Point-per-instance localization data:
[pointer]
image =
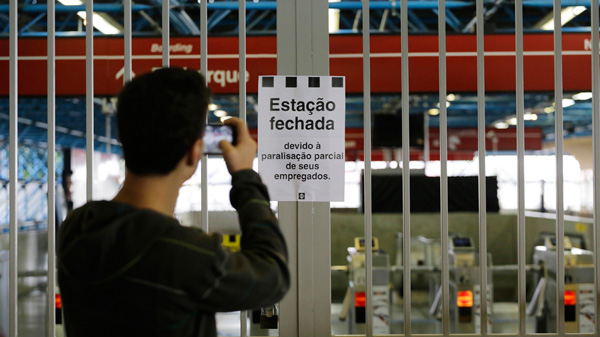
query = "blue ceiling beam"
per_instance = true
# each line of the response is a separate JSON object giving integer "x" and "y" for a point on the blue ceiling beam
{"x": 216, "y": 18}
{"x": 32, "y": 22}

__Work item__:
Set down exactly, and only, the lines from the one with "# each line" to the final line of the data.

__Written answer__:
# each line of the response is a separate JSON object giving integer "x" and "y" for a point on the blue ceiling beam
{"x": 216, "y": 18}
{"x": 32, "y": 22}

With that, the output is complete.